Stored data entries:
******************************

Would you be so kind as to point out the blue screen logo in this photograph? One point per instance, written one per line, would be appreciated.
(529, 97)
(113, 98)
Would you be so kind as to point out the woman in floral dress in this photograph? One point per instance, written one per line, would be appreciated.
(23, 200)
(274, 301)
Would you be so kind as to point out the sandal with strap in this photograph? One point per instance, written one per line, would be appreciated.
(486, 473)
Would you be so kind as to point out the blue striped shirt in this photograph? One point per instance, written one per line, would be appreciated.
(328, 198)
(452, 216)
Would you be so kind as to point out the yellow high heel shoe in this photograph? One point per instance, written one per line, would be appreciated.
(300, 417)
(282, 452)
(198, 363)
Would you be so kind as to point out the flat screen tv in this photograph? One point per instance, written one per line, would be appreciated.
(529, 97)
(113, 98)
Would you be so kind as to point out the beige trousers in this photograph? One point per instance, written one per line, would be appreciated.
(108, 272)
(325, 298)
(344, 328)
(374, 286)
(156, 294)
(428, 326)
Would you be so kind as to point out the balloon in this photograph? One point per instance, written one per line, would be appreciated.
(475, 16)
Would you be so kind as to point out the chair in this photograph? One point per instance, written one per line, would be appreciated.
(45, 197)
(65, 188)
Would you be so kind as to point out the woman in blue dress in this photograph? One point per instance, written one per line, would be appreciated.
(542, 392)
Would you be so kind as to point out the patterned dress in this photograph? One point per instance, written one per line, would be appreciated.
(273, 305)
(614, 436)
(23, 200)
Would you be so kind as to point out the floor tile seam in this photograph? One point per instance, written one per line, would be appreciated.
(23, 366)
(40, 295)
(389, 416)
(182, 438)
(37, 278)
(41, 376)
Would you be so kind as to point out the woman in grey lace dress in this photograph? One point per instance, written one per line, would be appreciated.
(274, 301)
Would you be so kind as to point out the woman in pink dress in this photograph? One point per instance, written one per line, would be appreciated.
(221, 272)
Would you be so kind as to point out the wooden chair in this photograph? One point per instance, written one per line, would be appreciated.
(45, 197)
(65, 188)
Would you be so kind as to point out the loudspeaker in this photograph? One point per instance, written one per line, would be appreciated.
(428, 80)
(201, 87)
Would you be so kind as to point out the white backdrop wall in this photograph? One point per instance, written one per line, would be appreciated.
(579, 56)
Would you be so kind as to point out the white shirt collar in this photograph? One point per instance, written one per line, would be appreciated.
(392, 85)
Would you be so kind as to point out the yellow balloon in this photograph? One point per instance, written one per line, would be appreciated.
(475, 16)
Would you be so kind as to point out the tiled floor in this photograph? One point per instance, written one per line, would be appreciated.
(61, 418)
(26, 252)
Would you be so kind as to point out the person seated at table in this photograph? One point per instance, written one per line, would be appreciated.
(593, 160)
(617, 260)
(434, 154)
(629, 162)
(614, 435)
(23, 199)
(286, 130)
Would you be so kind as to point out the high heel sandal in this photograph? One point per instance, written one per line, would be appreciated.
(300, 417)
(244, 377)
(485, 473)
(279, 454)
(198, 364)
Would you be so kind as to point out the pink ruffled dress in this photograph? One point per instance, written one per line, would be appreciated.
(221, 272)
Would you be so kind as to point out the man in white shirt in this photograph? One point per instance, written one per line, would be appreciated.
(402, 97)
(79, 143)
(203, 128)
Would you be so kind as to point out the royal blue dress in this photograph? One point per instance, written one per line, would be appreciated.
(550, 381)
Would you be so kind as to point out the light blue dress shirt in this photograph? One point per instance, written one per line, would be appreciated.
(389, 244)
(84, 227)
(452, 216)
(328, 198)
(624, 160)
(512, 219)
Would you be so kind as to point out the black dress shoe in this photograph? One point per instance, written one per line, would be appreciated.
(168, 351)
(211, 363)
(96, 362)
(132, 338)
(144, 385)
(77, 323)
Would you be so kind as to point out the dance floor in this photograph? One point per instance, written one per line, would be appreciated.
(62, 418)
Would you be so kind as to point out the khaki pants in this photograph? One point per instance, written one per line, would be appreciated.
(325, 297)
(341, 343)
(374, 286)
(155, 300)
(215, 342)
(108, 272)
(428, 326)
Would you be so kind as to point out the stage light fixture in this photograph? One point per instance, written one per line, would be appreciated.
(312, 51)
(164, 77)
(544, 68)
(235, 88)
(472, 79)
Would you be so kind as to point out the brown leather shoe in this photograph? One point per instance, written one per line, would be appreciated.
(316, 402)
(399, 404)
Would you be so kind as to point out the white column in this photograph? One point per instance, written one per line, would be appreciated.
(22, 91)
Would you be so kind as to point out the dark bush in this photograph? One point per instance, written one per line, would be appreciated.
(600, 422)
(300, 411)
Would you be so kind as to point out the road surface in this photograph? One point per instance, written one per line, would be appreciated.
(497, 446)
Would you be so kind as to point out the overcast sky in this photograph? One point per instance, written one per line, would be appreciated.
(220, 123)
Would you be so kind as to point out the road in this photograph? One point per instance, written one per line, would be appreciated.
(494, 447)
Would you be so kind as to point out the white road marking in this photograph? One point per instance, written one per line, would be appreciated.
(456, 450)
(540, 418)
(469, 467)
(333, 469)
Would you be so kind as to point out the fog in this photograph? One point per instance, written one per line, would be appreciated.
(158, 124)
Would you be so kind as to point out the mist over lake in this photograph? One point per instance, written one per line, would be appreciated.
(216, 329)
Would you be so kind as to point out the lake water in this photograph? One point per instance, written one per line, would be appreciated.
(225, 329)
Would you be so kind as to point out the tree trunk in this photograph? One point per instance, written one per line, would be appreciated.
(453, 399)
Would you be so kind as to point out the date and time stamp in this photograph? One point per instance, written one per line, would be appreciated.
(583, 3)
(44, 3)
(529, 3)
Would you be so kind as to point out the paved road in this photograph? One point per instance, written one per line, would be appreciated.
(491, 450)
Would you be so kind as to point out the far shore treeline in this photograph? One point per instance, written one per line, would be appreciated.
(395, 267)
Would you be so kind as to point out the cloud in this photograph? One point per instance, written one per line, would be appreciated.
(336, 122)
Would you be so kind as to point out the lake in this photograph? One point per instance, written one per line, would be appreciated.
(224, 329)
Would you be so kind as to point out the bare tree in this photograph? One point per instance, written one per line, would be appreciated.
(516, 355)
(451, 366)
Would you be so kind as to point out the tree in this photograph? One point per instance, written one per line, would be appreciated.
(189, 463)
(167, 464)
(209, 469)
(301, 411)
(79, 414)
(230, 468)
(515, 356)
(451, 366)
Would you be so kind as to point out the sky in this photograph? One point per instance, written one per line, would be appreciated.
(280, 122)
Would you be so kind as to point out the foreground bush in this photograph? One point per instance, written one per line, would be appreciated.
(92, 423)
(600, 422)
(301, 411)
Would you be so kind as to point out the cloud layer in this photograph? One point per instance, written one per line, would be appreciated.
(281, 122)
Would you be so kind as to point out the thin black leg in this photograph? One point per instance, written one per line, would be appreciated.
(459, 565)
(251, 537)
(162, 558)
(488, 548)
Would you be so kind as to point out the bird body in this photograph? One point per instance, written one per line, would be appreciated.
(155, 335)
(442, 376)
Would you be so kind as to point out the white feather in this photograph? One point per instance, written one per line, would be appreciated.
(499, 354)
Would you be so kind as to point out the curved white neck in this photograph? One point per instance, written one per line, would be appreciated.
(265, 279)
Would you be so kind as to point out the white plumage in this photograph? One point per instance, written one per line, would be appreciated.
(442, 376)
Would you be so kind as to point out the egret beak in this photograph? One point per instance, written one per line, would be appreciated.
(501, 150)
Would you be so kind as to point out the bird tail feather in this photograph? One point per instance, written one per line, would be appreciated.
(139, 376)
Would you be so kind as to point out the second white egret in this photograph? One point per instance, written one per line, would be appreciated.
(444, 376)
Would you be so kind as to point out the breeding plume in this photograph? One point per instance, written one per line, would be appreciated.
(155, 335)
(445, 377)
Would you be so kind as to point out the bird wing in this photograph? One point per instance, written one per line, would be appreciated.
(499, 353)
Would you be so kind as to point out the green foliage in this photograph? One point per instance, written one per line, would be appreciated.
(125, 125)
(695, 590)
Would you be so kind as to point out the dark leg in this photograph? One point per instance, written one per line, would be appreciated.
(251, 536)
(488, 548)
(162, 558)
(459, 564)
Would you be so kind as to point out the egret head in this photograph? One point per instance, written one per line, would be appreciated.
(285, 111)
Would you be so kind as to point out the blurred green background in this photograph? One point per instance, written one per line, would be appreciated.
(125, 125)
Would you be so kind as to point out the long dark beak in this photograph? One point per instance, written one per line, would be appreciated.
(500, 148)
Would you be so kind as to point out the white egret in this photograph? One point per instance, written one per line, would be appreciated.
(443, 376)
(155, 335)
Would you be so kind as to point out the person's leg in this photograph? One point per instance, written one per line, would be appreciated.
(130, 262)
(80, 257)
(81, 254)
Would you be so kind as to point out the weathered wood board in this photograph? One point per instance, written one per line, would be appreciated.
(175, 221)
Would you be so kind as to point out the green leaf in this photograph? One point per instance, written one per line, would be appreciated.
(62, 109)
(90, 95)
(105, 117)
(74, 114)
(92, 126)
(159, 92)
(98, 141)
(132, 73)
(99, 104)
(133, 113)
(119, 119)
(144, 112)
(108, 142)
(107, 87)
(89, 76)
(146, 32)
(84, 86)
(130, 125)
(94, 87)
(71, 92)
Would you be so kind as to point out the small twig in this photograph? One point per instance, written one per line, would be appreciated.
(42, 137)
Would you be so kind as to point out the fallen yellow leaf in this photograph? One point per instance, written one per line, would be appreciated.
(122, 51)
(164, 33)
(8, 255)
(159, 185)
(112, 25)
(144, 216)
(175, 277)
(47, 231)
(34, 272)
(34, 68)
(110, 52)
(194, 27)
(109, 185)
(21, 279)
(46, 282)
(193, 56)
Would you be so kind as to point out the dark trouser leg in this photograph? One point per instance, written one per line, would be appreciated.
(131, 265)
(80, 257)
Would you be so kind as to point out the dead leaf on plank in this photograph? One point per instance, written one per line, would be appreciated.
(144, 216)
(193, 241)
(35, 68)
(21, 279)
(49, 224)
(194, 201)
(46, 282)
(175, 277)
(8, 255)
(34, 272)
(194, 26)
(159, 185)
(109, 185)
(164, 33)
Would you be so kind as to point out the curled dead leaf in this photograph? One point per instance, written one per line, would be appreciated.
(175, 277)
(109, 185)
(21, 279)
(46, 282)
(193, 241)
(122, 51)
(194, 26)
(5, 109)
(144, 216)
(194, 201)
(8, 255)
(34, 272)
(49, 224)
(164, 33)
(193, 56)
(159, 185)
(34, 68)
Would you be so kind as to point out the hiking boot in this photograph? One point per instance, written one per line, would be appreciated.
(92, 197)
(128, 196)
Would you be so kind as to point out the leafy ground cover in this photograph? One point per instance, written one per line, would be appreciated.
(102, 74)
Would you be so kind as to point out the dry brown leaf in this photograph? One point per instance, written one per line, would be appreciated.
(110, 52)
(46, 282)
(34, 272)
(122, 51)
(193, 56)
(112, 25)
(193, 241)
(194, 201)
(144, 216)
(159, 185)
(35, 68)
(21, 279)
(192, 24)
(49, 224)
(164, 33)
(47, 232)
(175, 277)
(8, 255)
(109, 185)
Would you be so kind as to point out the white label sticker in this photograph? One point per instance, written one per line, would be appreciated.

******************************

Task objective:
Please return exactly the lines from the one containing "Would you be so kind as to point out the leafy" through the end of the entries above, adding no other line.

Exercise result:
Would you be so kind as to point out the leafy ground cover in this photograph? One point per instance, written one per line, would be appreciated.
(102, 74)
Would you be so kind as to point out the dry brown leaf in this photograph? One point per instance, written one per line, would be appreciated.
(110, 52)
(46, 282)
(34, 272)
(122, 51)
(193, 56)
(112, 25)
(193, 241)
(194, 201)
(144, 216)
(159, 185)
(35, 68)
(21, 279)
(192, 24)
(49, 224)
(164, 33)
(47, 232)
(175, 277)
(8, 255)
(109, 185)
Would you be so kind as to point out the white label sticker in this photograph? One point per instance, written one per line, would be appreciated.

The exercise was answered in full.